* _DIRECTIONS_
Start at the top of the records and, please, print each line exactly through the line that contains "Target: black boot", leaving out all pictures.

Dataset entries

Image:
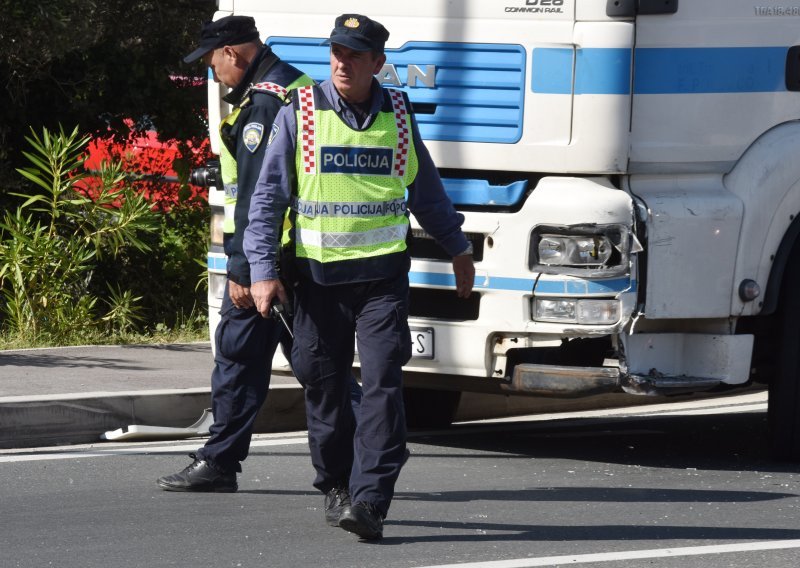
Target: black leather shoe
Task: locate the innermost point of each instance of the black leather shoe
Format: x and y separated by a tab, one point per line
363	519
336	501
199	476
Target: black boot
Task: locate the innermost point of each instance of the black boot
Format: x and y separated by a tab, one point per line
199	476
363	519
336	501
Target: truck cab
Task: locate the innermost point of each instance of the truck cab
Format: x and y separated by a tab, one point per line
626	171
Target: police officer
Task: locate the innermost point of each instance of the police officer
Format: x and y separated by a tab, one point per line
341	157
259	82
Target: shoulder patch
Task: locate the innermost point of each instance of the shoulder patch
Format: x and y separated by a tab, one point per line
272	133
252	134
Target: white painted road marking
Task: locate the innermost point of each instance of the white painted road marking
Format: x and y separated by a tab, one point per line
627	555
139	449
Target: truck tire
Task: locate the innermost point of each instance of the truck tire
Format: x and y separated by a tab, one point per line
784	385
429	408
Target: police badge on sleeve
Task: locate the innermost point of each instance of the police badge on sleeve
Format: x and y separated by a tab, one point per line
252	134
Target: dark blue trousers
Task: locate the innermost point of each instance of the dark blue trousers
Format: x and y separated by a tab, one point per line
366	446
245	344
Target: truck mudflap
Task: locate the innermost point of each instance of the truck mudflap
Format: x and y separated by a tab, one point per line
649	364
575	382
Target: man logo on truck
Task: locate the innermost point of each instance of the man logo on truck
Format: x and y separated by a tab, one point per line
416	76
539	7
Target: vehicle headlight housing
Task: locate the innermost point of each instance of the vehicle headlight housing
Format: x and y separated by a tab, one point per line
581	250
590	250
576	310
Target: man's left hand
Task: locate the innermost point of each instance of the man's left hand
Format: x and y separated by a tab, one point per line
464	270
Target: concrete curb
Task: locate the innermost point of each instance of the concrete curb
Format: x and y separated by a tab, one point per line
81	418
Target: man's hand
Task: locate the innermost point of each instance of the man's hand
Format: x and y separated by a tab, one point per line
264	292
465	274
240	295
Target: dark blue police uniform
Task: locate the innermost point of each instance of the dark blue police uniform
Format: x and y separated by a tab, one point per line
332	303
245	342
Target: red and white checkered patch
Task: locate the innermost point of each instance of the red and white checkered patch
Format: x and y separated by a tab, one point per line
307	128
403	134
268	87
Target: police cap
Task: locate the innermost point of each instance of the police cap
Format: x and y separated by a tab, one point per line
359	33
230	30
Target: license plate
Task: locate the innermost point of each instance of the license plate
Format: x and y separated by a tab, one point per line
422	342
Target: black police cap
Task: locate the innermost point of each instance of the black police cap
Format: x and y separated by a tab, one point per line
359	33
230	30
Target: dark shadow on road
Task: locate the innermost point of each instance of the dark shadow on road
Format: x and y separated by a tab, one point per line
598	494
92	358
494	532
725	442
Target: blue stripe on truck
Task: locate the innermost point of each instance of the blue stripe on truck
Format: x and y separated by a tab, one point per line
656	71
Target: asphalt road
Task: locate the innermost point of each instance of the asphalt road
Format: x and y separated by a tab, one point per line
655	487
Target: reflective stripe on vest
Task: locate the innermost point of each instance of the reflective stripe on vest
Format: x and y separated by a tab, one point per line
227	161
351	184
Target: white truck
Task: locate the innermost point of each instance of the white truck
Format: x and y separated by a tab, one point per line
629	172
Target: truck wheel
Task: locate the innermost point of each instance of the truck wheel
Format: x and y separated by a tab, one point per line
784	385
429	408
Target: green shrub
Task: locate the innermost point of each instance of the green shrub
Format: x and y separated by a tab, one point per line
101	269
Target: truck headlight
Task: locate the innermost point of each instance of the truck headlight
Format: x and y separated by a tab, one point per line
576	310
217	218
586	251
592	250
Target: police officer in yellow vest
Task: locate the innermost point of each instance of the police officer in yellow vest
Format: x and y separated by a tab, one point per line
259	82
341	158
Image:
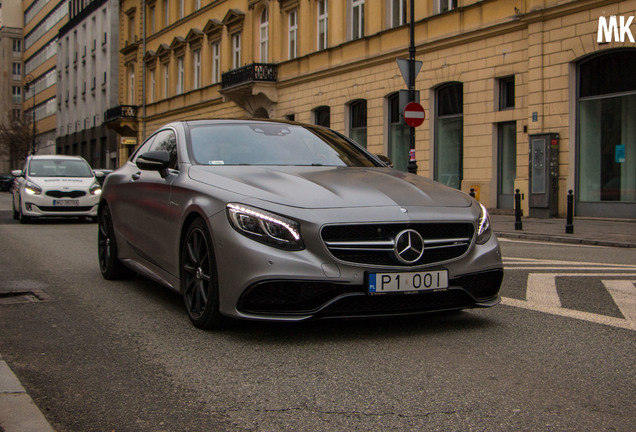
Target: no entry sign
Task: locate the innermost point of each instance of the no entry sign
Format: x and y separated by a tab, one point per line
413	114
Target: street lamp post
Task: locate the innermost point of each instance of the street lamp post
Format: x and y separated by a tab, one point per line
28	80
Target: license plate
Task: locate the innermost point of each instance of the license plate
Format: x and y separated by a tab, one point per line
66	203
381	283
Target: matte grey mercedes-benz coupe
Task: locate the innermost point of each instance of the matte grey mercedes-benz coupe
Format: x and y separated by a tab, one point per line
268	220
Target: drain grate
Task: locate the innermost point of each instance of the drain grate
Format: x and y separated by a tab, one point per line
23	296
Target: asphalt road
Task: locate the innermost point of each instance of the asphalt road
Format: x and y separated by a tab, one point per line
102	356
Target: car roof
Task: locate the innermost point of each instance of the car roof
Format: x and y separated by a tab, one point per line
59	157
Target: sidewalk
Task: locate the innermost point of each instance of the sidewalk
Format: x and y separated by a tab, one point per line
589	231
18	413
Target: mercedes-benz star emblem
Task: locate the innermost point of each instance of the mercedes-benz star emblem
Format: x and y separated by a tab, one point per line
409	246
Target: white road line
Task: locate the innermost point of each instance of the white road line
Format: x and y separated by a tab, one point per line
550	243
568	268
570	313
624	294
541	290
542	296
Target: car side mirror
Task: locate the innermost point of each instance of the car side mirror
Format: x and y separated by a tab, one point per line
385	160
154	161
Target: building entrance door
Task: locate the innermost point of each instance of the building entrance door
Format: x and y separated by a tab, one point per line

* _RESULT OF THE EXERCISE_
Image:
Target: black leather shoe
Task: locate the innermost point of each instance of the black leather shoe
Format: x and y separated by a tab, one point per line
363	519
336	501
199	476
Target: black boot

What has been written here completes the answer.